# GOAL
Please reproduce the material from the line with "Please spot the falling" through the line with "point(481, 296)", swapping "metal grate" for "steel grate" and keeping everything else unchanged.

# TASK INPUTS
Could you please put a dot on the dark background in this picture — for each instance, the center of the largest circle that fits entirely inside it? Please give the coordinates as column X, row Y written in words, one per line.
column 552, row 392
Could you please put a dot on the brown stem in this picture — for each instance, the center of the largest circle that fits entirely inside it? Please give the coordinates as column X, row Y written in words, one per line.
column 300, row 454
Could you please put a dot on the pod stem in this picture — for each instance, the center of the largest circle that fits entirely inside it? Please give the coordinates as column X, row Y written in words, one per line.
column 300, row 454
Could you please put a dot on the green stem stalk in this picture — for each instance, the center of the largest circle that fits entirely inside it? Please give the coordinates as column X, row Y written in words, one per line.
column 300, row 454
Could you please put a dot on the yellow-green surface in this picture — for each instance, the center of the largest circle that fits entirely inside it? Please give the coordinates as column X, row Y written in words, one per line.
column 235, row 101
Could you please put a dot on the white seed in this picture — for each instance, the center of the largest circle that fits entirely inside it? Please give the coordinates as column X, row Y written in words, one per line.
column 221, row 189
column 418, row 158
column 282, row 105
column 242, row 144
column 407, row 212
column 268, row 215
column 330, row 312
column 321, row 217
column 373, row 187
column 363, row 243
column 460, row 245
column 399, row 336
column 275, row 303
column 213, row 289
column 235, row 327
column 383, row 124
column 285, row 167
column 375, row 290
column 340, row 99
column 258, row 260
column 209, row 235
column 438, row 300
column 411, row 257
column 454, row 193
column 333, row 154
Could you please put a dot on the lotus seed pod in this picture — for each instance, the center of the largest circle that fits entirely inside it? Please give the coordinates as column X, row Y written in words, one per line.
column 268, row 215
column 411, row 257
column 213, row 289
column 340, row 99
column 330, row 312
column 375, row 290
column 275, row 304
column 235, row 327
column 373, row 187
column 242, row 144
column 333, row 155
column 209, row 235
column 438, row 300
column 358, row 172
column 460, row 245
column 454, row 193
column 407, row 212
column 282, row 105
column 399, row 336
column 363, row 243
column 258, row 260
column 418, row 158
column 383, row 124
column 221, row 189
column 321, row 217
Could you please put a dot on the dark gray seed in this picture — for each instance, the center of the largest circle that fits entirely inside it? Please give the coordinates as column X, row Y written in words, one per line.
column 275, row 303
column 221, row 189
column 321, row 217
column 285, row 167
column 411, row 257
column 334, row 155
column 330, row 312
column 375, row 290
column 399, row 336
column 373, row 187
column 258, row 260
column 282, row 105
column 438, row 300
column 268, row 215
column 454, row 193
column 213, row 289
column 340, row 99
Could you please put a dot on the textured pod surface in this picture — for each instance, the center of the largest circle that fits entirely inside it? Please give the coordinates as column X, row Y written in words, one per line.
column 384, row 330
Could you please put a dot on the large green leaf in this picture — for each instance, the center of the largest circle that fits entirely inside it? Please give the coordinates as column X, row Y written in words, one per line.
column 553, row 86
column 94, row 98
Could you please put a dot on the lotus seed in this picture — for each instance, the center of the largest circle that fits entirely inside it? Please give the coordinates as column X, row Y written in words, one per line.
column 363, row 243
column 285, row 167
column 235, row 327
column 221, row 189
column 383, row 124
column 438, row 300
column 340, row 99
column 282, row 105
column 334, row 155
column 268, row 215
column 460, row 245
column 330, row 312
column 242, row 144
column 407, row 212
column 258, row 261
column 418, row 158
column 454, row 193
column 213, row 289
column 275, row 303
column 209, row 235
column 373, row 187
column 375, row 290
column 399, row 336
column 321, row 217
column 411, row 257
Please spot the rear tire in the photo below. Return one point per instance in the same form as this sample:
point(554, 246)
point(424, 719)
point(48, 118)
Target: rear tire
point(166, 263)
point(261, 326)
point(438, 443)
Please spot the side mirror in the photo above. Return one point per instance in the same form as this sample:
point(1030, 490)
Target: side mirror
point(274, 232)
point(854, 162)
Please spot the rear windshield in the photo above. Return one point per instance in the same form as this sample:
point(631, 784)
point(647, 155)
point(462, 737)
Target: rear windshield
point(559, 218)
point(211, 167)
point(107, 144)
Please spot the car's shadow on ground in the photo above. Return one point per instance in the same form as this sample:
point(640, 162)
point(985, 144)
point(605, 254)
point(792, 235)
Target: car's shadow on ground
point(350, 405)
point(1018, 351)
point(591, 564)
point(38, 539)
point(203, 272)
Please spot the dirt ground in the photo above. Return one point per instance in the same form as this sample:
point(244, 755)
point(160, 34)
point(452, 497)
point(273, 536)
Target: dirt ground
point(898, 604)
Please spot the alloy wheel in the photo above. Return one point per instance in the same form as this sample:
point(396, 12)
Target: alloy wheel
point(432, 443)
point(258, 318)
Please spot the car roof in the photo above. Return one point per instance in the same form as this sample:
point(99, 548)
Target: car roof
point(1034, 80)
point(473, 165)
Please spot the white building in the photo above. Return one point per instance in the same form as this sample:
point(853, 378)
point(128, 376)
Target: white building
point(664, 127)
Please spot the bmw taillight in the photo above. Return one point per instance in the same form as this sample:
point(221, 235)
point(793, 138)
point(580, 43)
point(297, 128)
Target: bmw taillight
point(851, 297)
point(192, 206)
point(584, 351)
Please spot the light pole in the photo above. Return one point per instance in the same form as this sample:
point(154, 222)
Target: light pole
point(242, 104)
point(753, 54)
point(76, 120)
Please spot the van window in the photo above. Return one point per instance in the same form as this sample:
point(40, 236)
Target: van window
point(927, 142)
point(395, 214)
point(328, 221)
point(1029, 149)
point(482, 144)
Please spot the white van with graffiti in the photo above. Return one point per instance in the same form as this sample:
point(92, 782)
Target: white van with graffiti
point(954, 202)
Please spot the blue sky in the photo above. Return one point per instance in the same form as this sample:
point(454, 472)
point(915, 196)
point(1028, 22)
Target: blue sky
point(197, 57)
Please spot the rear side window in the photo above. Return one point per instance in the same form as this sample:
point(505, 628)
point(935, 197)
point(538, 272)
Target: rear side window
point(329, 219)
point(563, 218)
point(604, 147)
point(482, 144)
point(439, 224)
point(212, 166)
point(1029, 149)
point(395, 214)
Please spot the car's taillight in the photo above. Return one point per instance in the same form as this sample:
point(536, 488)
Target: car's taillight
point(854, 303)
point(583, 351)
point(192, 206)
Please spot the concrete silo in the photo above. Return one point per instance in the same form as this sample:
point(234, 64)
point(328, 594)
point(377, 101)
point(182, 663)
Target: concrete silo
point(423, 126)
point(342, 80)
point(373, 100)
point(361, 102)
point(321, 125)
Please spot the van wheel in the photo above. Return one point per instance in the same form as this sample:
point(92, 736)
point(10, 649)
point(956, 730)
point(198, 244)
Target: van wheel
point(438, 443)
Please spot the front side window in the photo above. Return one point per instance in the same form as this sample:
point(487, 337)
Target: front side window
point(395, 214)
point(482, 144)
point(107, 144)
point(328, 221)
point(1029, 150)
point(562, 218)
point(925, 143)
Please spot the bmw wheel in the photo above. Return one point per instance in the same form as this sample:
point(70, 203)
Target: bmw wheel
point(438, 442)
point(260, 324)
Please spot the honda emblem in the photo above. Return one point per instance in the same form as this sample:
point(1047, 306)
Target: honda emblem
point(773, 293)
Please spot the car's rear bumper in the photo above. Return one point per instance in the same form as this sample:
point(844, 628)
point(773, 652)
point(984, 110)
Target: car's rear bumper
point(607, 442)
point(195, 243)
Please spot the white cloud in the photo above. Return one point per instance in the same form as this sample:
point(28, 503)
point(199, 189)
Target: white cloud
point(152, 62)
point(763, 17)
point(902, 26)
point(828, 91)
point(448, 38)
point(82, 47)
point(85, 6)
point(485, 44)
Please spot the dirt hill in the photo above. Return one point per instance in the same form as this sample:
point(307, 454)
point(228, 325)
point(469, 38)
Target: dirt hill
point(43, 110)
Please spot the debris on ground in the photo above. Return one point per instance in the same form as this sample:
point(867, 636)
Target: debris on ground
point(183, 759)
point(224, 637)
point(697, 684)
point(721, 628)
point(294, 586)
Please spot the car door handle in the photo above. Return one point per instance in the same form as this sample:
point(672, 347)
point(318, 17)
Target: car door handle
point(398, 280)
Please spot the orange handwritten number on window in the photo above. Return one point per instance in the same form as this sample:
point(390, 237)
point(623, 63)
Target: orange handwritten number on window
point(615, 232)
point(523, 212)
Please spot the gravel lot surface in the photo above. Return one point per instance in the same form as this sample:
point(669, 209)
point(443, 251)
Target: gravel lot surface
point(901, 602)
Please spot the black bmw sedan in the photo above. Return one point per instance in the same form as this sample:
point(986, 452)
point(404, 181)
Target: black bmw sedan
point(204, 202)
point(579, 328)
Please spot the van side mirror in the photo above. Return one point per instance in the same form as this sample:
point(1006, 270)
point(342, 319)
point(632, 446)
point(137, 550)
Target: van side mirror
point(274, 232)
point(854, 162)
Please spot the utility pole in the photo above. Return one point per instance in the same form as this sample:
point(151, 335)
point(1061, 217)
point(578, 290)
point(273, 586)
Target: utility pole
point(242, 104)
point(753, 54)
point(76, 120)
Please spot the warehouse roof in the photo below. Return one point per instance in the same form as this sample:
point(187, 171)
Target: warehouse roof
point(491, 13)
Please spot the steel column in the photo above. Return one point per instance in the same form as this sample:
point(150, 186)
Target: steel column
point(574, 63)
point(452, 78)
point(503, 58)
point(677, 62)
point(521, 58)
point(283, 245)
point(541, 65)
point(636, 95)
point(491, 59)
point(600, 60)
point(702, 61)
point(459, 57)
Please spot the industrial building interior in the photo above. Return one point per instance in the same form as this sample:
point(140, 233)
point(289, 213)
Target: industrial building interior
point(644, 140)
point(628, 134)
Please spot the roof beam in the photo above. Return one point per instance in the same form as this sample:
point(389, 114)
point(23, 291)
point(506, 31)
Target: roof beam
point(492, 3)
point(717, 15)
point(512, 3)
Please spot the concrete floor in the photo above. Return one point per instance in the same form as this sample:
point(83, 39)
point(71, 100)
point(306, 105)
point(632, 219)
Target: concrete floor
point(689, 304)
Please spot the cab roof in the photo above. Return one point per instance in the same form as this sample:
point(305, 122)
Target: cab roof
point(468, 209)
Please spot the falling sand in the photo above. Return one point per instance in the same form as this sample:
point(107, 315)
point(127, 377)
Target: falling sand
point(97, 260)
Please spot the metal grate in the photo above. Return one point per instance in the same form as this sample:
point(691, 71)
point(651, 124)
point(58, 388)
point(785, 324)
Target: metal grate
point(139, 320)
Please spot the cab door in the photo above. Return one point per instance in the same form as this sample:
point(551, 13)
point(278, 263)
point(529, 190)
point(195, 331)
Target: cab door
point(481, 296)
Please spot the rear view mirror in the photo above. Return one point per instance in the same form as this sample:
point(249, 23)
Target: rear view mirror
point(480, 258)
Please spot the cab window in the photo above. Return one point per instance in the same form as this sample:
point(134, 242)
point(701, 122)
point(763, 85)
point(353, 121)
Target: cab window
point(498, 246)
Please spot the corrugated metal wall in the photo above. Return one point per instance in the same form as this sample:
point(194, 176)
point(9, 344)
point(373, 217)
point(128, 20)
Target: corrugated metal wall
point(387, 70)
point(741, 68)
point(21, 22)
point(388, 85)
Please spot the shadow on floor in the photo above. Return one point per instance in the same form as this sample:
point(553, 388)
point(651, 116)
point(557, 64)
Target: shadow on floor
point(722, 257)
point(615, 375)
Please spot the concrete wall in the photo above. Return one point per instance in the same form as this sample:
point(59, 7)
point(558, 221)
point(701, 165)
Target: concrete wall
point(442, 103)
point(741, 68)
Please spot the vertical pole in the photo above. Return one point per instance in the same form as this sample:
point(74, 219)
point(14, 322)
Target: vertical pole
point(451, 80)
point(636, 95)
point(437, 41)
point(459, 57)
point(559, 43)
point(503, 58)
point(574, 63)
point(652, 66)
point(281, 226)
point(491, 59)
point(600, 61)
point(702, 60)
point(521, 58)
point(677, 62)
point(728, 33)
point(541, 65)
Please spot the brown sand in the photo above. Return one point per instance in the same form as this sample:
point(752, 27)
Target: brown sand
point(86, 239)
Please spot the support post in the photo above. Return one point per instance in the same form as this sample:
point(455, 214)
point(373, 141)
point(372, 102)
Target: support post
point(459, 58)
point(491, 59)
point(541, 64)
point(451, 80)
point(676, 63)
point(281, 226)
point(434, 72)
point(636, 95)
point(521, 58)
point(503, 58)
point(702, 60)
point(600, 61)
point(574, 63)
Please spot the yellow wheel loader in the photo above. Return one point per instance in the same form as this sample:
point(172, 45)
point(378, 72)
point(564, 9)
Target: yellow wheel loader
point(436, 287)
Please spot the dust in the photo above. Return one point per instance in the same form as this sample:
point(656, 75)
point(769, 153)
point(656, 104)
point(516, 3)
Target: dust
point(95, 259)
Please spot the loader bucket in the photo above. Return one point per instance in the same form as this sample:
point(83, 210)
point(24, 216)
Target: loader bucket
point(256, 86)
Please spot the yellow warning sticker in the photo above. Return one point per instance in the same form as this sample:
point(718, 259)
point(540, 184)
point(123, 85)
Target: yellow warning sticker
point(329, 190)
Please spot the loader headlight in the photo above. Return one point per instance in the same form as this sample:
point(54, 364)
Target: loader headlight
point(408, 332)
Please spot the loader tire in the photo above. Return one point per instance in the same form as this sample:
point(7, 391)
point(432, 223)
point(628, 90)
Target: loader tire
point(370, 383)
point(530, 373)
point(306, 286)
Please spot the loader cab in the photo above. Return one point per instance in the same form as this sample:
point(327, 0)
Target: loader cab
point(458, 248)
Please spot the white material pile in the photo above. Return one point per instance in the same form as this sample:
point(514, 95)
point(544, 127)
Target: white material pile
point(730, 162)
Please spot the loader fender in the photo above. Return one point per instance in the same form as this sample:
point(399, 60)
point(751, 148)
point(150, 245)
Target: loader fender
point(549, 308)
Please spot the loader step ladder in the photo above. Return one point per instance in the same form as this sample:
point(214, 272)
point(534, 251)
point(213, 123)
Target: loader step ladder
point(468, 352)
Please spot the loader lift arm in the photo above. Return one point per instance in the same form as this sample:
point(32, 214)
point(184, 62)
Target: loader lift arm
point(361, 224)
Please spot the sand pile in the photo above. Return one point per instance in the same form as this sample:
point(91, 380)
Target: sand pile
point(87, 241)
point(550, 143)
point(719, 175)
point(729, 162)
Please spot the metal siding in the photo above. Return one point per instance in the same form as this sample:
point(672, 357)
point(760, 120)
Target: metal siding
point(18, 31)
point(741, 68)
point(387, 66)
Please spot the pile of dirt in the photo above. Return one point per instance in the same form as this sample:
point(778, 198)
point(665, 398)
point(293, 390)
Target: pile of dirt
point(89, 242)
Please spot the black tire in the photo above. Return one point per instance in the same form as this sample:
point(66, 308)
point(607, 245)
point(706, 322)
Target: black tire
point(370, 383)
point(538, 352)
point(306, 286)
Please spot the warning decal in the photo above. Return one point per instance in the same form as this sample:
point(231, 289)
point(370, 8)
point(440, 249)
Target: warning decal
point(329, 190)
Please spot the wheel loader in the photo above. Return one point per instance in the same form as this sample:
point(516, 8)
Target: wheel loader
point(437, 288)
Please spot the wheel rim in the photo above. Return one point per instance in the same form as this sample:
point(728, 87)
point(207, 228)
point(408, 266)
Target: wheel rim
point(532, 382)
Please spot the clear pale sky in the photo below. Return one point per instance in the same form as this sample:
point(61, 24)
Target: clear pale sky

# SOLUTION BELOW
Please spot the falling sand in the photo above. Return one point per instance in the same form as this sample:
point(107, 315)
point(127, 377)
Target: falling sand
point(97, 260)
Please spot the steel grate in the photo above. Return one point per instance in the same form as this sample:
point(691, 71)
point(651, 124)
point(58, 388)
point(785, 324)
Target: steel grate
point(139, 320)
Please spot the cab door in the photo above. Return one point per instance in the same form as this sample:
point(551, 13)
point(278, 263)
point(529, 190)
point(195, 331)
Target: cab door
point(481, 296)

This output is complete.